BWW Review: KISS ME KATE at Leawood Stage Company

BWW Review: KISS ME KATE at Leawood Stage CompanyLeawood Stage Company, the mainly city supported suburban, community theater program under the Leawood (KS) Park and Recreation District operates at the outdoor Ironwoods Amphitheater. The current production, Cole Porter's "Kiss Me Kate," opened this past weekend and will be performed through July 20 at 8:00 p.m. nightly. Leawood has provided everything needed to put on a great show. Tickets are free.

The city has provided a fifty foot stage, a movable wall for scene changes , plenty of set pieces, a couple of high platform redoubts, fronting a cast of forty-four, an orchestra pit for twenty-three musicians (including strings, brass, woodwinds, percussion and even a harpist), and an additional twenty-eight person production staff. There is plenty of sound equipment, lights, and tented dressing rooms.

**What to do:**
1. According to the review, until what date will "Kiss Me Kate" be performed?
2. Quote the review from "The city has" up to and including "tented dressing rooms.".

**Given information:**
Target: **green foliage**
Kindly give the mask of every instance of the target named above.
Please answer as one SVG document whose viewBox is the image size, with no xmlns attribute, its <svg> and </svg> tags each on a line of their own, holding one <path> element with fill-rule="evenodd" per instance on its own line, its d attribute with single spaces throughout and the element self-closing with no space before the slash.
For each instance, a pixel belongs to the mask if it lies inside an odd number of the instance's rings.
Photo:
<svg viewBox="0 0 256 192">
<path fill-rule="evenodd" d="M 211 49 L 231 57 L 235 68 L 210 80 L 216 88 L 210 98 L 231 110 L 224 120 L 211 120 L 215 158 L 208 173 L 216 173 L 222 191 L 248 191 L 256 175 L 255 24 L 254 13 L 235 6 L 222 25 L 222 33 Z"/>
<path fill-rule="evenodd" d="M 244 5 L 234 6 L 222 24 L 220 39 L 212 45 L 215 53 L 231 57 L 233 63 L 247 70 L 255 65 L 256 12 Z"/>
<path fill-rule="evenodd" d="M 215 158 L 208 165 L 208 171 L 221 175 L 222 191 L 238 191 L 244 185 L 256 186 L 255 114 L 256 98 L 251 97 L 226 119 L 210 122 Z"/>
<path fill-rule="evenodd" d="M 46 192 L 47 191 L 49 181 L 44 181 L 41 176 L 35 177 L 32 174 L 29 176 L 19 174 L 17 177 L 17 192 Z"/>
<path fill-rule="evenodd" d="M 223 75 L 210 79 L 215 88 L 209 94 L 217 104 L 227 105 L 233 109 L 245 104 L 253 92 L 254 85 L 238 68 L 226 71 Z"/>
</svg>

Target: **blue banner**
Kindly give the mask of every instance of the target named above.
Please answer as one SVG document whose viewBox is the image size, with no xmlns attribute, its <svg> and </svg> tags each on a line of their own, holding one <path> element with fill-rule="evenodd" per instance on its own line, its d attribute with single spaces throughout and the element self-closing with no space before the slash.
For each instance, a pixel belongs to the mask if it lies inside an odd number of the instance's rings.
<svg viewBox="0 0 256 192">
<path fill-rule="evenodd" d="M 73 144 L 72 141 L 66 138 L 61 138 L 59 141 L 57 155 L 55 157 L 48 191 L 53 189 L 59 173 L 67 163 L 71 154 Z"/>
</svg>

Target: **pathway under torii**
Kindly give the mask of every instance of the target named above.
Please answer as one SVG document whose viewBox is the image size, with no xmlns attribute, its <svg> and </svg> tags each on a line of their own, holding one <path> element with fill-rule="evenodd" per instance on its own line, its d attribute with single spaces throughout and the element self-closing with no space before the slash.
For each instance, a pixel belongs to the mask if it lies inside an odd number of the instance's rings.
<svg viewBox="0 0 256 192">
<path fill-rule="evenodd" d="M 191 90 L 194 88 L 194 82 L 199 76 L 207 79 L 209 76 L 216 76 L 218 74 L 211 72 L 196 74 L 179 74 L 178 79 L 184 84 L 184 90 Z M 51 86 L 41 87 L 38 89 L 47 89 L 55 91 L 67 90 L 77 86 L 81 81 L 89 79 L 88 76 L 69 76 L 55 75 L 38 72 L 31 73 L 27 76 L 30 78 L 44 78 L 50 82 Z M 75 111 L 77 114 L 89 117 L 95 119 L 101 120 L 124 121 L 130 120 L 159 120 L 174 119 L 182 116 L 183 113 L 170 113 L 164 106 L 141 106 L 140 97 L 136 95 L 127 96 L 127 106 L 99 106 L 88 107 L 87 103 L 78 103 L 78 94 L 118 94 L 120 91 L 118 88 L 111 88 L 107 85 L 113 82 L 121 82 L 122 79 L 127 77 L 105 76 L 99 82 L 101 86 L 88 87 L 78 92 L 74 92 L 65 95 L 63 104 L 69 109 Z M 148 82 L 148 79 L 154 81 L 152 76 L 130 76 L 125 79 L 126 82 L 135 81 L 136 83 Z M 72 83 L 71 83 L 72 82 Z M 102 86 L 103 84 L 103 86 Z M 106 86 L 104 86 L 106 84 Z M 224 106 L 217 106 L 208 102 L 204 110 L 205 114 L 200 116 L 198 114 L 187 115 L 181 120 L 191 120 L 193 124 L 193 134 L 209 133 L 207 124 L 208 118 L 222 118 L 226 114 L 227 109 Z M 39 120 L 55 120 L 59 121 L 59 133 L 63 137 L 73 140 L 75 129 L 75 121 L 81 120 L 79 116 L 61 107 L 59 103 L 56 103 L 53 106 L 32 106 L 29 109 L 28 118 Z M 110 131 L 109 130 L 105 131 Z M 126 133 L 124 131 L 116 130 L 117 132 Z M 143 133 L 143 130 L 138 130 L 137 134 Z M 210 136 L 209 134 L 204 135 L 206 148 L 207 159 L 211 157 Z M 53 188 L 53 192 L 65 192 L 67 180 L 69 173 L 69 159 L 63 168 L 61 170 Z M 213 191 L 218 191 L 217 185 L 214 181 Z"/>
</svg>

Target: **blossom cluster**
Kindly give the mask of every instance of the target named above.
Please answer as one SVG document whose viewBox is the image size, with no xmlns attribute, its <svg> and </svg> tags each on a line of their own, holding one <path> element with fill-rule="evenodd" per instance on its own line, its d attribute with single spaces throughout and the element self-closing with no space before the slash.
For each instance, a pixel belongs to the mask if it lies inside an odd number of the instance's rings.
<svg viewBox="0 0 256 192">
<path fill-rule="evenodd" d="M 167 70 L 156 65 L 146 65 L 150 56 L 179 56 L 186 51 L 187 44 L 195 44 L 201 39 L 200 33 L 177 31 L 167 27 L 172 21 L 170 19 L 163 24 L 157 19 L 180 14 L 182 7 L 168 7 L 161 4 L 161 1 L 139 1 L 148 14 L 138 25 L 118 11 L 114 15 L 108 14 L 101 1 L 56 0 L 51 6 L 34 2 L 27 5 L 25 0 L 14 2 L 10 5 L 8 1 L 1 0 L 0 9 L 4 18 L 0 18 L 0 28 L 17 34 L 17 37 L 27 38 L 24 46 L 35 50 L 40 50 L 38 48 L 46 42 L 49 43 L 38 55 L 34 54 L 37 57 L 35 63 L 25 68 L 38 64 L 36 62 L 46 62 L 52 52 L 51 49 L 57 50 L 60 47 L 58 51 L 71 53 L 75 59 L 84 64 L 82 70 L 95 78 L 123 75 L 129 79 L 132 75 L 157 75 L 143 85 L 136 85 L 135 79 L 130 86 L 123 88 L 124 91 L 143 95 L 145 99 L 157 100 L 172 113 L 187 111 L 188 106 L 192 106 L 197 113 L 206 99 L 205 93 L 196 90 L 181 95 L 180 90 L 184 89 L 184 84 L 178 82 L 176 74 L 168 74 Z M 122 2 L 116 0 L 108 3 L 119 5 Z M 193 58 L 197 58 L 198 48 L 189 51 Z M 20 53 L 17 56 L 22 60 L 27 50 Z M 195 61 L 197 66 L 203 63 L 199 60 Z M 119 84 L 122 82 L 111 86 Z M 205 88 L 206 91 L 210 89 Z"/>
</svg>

**Results for each task:**
1. Through July 20.

2.
The city has provided a fifty foot stage, a movable wall for scene changes , plenty of set pieces, a couple of high platform redoubts, fronting a cast of forty-four, an orchestra pit for twenty-three musicians (including strings, brass, woodwinds, percussion and even a harpist), and an additional twenty-eight person production staff. There is plenty of sound equipment, lights, and tented dressing rooms.